What to produce =
Leave the pictures out and restate each entry below word for word.

[Stored dataset items]
○ ○ ○
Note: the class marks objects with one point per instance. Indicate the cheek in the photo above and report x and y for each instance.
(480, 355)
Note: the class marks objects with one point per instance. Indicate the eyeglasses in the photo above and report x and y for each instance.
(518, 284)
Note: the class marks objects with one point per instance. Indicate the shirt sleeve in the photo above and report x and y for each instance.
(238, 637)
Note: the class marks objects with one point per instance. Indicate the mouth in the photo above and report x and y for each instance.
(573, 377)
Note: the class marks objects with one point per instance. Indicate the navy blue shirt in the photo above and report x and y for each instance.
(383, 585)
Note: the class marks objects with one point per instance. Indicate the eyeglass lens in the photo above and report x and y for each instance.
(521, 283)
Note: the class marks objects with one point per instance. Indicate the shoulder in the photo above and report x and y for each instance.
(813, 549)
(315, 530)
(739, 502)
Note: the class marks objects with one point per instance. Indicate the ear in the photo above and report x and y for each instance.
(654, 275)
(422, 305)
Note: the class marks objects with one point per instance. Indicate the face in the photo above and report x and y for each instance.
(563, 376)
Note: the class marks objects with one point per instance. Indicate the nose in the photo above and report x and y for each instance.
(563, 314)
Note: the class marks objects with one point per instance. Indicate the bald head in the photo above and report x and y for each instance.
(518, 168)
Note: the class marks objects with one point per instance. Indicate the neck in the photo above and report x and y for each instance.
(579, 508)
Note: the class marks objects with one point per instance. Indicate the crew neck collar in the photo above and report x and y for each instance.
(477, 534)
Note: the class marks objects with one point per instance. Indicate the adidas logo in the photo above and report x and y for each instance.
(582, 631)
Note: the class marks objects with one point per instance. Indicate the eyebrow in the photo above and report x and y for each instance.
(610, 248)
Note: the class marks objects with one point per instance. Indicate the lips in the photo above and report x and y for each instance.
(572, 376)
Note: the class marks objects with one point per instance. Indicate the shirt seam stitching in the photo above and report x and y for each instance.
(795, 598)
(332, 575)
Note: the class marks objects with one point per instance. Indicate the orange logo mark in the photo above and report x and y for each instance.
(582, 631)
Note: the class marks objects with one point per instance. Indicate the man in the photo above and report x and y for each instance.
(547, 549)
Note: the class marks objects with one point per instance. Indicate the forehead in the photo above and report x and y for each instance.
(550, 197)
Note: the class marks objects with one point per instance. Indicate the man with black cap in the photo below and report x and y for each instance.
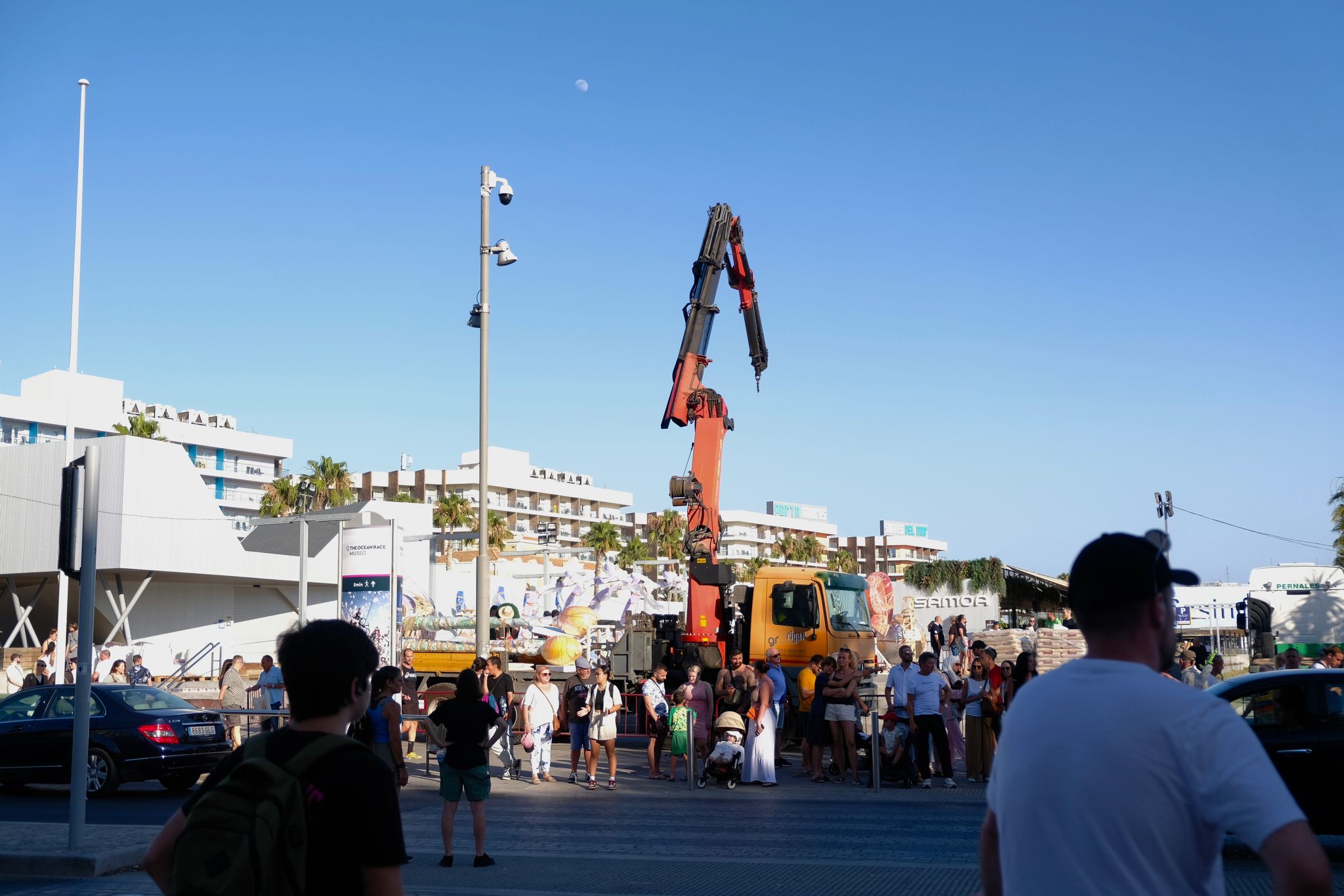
○ ○ ○
Expected output =
Note: the class marks objects with one point per instance. Indicate the cheek in the photo above and report x and y for each instance.
(480, 355)
Note: the class marks objects with one point per instance. Indicate the eyeglasses in the photo above and report x and y for each instance.
(518, 284)
Note: the class marks objects with one point per instance. Indicate the shirt sleeve in the photo above and report x and y for each instance.
(238, 637)
Note: the class marks objects with one point per instance. Indicate the mouth in the photo above and report x and y for each instance.
(573, 377)
Note: the class marks objects with one point per instance. Indicate the navy blue shirt in the photo above and report x and y for each instance.
(383, 585)
Note: the class marks objects with one point per instance. Indicate the eyeglass lens in the photo above and report x and y for each instance.
(521, 283)
Note: the class marks objects with one point per instance. Indicate the shoulder in the photo above and report x and y for each instance.
(813, 549)
(315, 530)
(739, 502)
Note: the class marks objects with one point per instance. Indicate the ear in the photo above and report x and y for each instance.
(654, 275)
(422, 305)
Note: the class marks objects with one point per instance. Indicate the face in the photo above and report x and y for each instance.
(563, 376)
Note: the class marks objects with one point per instance. Indicate the nose in the photo above and report x and y for each instance.
(563, 314)
Note: the class marks objects with one point per instance. Indicate the bald head in the photo above and report x and y for each instance.
(518, 168)
Note: the class marks objects with one point per instance. Indicate the neck in the photo above and report x and y for each instance.
(579, 508)
Note: the class marks objects with one point per instance. Indicate the crew neck collar in the photo above and report x and y for each instance.
(477, 534)
Note: the class marks objects with one point per instance. Indicate the adidas logo in the photo above and report x and y for each instance.
(582, 631)
Note: the class marks objects with one point per instance. Indicate the eyebrow in the photo above and report x and y for each instance.
(610, 248)
Note: the class marks objects with one point per instance. Indicate the lips in the photo above and report x and y for each instance.
(572, 376)
Note: the class marks objects with one point per instance. Indicate the shirt seam stitching in the photo above and report x and y for each instance.
(795, 598)
(332, 575)
Note: the class marks objects with one point per instance. Indicate the orange logo mark in the photo above and report x and y for each instance.
(582, 631)
Note: the class marks objects with one point per instance. Indicate the man in the photo above and report x and y for each instance.
(547, 549)
Note: the class marks objects with one point per instance. Indicate the forehead in the photo above and report x and y for each instance.
(550, 197)
Note: the class marks objects with one point per instance. Indicate the man with black cap in the photo below and report x and y for each instance.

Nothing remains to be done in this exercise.